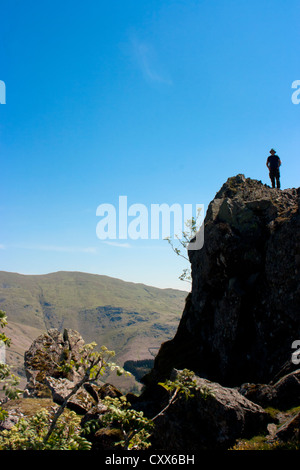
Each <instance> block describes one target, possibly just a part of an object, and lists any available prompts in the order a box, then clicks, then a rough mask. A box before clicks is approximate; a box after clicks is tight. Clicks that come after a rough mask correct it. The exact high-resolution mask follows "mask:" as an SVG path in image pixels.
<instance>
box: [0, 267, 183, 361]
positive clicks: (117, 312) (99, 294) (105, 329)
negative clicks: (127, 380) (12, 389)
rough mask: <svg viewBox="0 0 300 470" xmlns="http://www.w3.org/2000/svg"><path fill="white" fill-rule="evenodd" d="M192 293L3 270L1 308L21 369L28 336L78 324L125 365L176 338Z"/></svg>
mask: <svg viewBox="0 0 300 470" xmlns="http://www.w3.org/2000/svg"><path fill="white" fill-rule="evenodd" d="M186 295H187V292H185V291H179V290H175V289H158V288H155V287H150V286H146V285H144V284H135V283H131V282H125V281H122V280H119V279H115V278H111V277H108V276H101V275H95V274H87V273H80V272H57V273H51V274H46V275H22V274H16V273H8V272H3V271H0V309H1V310H4V311H5V312H6V314H7V317H8V322H9V325H10V329H11V331H10V332H9V333H10V337H13V338H12V339H13V341H12V347H11V348H10V349H11V351H10V357H11V361H12V362H14V363H16V362H17V365H18V368H20V360H21V359H20V358H21V356H22V354H23V349H24V351H25V350H26V349H27V348H28V342H29V341H28V338H29V337H30V341H31V339H32V336H33V335H34V334H36V333H38V332H45V331H47V330H48V329H50V328H58V329H60V330H62V329H63V328H73V329H75V330H77V331H79V332H80V333H81V335H82V336H83V338H84V340H85V341H86V342H91V341H95V342H96V343H97V344H98V345H103V344H104V345H105V346H107V347H108V348H110V349H113V350H114V351H115V352H116V362H118V363H119V364H120V365H123V363H124V362H125V361H126V360H141V359H147V358H151V357H153V352H155V351H156V349H157V348H158V347H159V346H160V344H161V343H162V342H164V341H166V340H167V339H170V338H172V337H173V336H174V334H175V332H176V329H177V326H178V323H179V320H180V317H181V314H182V311H183V307H184V302H185V298H186ZM21 327H22V328H21ZM22 331H23V332H24V333H22ZM28 331H30V333H31V334H30V335H28ZM22 335H24V338H23V340H22ZM16 343H17V345H18V347H17V351H15V349H16V346H14V344H16ZM22 345H23V347H22ZM17 357H18V361H16V358H17Z"/></svg>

> **Directions**:
Your answer should be the lines from the first record down to the line containing "negative clicks: (127, 380) (12, 389)", restated exactly, with no pictures.

> **Answer to this problem**:
Each <instance> block describes one target, possibly just a part of an object, and lists any available prompts in the order a box, then clicks, then a rough mask. A box before clicks is approximate; a box after clicks is tight. Clicks that come after a rough mask correct it. The exact high-resolution mask follows "mask:" as an SVG path in image pixels.
<instance>
box: [0, 267, 183, 361]
positive clicks: (117, 312) (99, 294) (105, 329)
negative clicks: (127, 380) (12, 389)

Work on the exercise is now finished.